■ Assignment ■
Write the records out again in full, word for word.

Dataset entries
^^^^^^^^
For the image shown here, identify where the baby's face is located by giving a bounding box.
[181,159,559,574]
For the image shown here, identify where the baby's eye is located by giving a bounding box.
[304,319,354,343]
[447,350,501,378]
^^^^^^^^
■ Answer space ■
For the image shown here, identify where the baby's face is located by giving a bounding box.
[181,159,559,574]
For the image shown here, identify where the baby's eye is located by giving a bounding box.
[304,319,354,343]
[447,350,501,378]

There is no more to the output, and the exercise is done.